Task objective:
Reproduce the listing below line for line, without changing a single character.

Source records:
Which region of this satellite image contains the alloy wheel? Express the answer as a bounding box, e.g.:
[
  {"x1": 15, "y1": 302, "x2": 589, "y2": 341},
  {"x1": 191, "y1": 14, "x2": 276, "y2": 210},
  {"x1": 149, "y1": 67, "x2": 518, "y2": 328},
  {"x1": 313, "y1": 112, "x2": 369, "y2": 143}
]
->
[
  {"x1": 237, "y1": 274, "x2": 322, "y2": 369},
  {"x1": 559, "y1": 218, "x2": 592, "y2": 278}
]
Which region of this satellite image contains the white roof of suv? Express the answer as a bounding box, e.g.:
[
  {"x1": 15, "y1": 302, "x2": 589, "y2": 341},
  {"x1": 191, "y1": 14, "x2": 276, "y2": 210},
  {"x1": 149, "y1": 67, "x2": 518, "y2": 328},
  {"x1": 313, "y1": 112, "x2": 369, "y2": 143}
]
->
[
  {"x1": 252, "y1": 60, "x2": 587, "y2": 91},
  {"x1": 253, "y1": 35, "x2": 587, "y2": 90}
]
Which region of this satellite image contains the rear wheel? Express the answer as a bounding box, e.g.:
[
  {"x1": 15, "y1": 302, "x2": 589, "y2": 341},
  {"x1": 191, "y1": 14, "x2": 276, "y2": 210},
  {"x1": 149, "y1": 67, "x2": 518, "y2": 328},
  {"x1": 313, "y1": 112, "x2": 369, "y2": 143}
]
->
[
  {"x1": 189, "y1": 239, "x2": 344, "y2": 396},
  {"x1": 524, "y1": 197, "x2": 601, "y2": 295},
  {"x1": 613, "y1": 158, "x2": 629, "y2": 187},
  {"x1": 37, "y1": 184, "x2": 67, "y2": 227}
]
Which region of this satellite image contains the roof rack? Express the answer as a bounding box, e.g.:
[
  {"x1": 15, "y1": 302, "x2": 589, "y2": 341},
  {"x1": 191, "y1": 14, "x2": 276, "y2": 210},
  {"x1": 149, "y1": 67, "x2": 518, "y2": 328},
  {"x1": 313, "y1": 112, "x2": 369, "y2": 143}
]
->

Answer to this task:
Which region of this satellite image contains the alloy wheel? Express the answer as a bounding box, e.g.:
[
  {"x1": 15, "y1": 302, "x2": 589, "y2": 341},
  {"x1": 191, "y1": 14, "x2": 276, "y2": 210},
  {"x1": 149, "y1": 67, "x2": 518, "y2": 328},
  {"x1": 313, "y1": 112, "x2": 369, "y2": 143}
]
->
[
  {"x1": 237, "y1": 274, "x2": 322, "y2": 369},
  {"x1": 559, "y1": 218, "x2": 592, "y2": 278}
]
Which region of this satellite image contains the white roof of suv? Express the answer as a bounding box, e.g.:
[
  {"x1": 15, "y1": 302, "x2": 589, "y2": 341},
  {"x1": 191, "y1": 14, "x2": 276, "y2": 210},
  {"x1": 149, "y1": 67, "x2": 518, "y2": 328},
  {"x1": 313, "y1": 112, "x2": 369, "y2": 143}
]
->
[
  {"x1": 252, "y1": 60, "x2": 587, "y2": 91},
  {"x1": 253, "y1": 35, "x2": 587, "y2": 90}
]
Which region of this satellite image contains the rear wheel? Express the answer as a bounding box, e.g.:
[
  {"x1": 15, "y1": 302, "x2": 589, "y2": 341},
  {"x1": 191, "y1": 14, "x2": 276, "y2": 210},
  {"x1": 149, "y1": 67, "x2": 518, "y2": 328},
  {"x1": 313, "y1": 112, "x2": 369, "y2": 143}
]
->
[
  {"x1": 189, "y1": 239, "x2": 344, "y2": 396},
  {"x1": 524, "y1": 197, "x2": 601, "y2": 295},
  {"x1": 613, "y1": 158, "x2": 629, "y2": 187},
  {"x1": 37, "y1": 184, "x2": 67, "y2": 227}
]
Which region of this satellite image contains the roof rack? Express the answer as a bounding box, e.g.:
[
  {"x1": 15, "y1": 302, "x2": 589, "y2": 341},
  {"x1": 191, "y1": 14, "x2": 276, "y2": 210},
  {"x1": 149, "y1": 67, "x2": 518, "y2": 328},
  {"x1": 313, "y1": 112, "x2": 369, "y2": 143}
]
->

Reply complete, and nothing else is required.